▶ Aim of the exercise
Note the line where "of the eroded" appears in the data below; write it out exactly, along with every line that comes after it to the end.

▶ Given entries
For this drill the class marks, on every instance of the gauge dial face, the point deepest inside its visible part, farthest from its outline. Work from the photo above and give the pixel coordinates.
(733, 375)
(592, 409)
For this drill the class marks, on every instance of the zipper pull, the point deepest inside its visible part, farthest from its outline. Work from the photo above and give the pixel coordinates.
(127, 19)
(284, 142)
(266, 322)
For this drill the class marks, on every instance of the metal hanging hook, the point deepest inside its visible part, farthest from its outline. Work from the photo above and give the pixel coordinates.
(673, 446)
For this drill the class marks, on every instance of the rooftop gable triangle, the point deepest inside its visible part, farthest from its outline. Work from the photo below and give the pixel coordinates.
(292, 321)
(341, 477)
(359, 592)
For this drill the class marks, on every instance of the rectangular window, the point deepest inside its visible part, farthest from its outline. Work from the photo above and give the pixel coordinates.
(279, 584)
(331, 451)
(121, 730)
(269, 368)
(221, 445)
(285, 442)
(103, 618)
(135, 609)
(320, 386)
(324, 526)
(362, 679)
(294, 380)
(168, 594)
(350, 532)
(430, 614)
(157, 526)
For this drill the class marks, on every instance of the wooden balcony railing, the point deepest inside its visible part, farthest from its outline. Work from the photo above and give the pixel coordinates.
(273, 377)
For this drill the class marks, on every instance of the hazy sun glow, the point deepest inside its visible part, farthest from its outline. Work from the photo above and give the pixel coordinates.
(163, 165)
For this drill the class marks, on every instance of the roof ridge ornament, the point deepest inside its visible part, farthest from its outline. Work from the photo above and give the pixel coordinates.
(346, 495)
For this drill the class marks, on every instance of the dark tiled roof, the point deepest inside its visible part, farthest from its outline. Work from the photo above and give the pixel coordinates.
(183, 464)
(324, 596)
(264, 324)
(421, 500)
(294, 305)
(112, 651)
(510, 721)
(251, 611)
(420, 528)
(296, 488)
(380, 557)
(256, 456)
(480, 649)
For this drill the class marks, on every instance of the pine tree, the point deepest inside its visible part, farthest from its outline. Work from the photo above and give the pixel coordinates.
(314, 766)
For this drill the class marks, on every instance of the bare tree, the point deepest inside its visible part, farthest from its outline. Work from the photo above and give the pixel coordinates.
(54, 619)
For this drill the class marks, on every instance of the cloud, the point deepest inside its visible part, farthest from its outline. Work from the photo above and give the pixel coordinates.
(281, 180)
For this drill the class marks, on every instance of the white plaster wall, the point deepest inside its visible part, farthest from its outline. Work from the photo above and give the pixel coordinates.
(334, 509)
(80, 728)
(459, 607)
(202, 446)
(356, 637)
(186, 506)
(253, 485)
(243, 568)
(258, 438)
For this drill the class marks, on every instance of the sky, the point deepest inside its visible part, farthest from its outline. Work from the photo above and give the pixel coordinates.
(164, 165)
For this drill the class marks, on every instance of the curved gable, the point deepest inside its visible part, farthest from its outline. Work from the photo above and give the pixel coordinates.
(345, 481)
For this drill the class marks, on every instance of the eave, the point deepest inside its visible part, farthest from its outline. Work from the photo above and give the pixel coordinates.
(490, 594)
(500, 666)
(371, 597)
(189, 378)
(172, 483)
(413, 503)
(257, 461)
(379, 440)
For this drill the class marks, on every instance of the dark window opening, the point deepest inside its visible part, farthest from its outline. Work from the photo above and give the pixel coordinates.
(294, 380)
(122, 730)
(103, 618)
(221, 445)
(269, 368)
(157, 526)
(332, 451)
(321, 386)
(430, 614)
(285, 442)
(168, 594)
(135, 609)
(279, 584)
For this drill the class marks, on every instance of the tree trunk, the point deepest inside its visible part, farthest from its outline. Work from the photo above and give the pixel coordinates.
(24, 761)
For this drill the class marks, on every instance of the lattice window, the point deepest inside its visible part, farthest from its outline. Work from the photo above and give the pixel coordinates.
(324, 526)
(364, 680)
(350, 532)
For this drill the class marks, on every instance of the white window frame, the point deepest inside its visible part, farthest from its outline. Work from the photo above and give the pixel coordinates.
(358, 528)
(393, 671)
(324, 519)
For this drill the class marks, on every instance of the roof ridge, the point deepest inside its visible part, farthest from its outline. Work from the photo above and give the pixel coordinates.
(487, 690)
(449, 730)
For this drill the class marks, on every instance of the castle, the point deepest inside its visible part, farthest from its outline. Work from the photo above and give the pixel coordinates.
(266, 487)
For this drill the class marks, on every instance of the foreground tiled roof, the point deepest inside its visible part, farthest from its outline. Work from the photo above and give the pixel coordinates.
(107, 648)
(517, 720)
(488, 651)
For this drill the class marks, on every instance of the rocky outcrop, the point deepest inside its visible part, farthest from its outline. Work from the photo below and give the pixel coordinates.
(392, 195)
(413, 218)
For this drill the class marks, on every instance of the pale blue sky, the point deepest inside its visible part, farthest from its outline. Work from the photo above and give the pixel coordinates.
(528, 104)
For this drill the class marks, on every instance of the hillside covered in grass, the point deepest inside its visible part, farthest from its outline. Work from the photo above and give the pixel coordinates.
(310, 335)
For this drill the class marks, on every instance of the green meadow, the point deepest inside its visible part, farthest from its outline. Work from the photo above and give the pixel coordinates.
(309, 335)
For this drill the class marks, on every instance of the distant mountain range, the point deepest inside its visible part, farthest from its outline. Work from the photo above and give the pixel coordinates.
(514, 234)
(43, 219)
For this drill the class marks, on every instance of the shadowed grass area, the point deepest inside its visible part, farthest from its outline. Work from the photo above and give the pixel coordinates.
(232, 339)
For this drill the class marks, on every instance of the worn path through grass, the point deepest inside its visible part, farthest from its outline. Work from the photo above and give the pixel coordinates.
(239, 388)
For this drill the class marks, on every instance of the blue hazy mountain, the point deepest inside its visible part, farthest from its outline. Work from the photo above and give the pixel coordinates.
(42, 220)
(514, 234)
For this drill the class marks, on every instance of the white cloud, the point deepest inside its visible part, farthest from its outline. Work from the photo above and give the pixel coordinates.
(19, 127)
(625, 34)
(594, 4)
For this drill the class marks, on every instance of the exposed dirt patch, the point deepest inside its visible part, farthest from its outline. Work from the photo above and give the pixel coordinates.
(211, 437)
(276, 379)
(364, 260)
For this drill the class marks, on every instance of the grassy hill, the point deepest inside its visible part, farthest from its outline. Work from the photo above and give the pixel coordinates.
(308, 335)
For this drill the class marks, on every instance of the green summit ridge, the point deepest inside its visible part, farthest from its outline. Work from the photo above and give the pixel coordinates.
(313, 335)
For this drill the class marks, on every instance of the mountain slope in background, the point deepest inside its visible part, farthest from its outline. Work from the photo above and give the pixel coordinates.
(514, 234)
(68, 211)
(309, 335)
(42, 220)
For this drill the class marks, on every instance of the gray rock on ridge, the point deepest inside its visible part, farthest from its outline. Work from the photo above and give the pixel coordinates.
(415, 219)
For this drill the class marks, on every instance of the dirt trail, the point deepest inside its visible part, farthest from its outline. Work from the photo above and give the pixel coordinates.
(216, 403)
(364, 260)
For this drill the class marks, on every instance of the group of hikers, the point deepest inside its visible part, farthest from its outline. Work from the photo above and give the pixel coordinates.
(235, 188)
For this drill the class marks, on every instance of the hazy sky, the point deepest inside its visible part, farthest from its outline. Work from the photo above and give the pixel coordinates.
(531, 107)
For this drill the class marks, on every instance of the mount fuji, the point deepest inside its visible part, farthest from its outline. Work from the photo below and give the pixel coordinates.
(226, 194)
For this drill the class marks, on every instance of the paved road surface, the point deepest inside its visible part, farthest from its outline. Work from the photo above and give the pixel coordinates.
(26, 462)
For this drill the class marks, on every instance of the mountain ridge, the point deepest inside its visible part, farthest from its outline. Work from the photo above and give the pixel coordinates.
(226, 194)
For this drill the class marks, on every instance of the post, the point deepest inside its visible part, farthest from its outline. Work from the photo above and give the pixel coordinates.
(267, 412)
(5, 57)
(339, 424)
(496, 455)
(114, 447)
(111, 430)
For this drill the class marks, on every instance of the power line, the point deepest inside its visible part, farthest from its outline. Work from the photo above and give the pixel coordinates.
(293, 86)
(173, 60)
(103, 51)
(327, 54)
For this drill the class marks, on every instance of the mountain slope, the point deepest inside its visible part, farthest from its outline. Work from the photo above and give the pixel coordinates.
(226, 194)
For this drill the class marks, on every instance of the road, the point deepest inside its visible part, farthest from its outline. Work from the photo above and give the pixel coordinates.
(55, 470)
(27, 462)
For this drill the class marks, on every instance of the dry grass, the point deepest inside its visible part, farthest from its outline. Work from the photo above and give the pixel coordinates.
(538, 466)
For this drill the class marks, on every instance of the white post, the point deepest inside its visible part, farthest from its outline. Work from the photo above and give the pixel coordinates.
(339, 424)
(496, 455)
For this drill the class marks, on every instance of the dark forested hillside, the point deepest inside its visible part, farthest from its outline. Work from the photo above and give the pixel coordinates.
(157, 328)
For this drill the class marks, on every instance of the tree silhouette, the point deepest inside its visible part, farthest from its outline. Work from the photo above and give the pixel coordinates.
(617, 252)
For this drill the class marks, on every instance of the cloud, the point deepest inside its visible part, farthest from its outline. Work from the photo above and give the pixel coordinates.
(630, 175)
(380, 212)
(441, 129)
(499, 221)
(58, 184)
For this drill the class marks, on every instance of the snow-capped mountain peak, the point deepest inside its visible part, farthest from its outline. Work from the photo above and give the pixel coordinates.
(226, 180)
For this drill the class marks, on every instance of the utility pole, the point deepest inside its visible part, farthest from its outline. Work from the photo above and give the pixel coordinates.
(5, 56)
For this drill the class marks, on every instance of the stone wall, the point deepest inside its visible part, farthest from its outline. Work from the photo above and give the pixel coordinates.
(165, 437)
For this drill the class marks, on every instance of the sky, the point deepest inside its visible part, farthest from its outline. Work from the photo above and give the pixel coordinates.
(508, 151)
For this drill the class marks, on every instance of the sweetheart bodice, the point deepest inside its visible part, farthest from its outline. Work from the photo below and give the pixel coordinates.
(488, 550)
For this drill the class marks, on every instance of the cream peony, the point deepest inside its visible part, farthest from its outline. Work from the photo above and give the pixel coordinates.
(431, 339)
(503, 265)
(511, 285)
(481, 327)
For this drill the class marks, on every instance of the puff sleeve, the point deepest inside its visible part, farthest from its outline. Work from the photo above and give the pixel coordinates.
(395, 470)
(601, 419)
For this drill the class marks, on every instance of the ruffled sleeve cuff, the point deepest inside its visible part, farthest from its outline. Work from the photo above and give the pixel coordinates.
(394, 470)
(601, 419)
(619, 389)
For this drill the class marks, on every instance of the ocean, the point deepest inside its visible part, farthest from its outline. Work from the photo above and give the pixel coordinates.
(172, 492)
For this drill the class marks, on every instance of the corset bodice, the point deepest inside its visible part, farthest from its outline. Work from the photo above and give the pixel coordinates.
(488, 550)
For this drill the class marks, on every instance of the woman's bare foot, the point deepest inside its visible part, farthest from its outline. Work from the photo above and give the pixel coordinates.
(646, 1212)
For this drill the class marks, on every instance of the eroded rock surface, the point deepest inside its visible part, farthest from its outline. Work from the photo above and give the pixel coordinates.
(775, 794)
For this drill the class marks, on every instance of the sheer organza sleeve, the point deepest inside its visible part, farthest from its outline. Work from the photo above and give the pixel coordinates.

▶ Written answer
For this drill the class marks, on every instance of the eroded rock surface, the point deepest inside its visible part, farthest from its outline. Work from the photo above and give the pixel coordinates.
(775, 794)
For this drill the class marks, on every instance of the sheer organza sleeve, the point deepest inside its visible part, farthest from its outline. Work from the photo above and give the pixel coordinates.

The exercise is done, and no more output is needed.